(Beginning of Material provided)

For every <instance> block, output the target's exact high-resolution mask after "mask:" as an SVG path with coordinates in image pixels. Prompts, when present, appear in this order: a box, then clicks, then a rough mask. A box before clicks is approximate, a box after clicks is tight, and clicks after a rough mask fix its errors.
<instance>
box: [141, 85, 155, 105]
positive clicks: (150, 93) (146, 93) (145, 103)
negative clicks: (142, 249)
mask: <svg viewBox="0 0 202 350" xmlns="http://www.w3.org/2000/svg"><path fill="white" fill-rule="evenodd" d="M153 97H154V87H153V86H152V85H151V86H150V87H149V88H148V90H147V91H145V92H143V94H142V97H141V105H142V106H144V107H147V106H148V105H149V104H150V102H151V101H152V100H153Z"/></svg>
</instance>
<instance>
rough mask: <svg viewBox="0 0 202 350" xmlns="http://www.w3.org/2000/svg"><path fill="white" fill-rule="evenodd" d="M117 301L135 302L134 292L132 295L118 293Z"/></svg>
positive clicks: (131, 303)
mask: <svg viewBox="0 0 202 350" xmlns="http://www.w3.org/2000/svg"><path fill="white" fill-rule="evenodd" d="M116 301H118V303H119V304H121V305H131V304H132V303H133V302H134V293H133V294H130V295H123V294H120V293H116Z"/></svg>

(End of Material provided)

Instructions for the task |
Word for word, set down the lines from the beginning of the records through the line that holds "positive clicks: (150, 93)". Leave out the rest.

Answer |
For every <instance> block, output the target's exact high-resolution mask after "mask:" as an SVG path with coordinates in image pixels. Prompts, when present, appear in this order: a box, then clicks, then a rough mask. A box before clicks is approximate, a box after clicks is tight, and clicks after a rough mask fix its errors.
<instance>
box: [141, 85, 155, 105]
positive clicks: (150, 93) (146, 93) (145, 103)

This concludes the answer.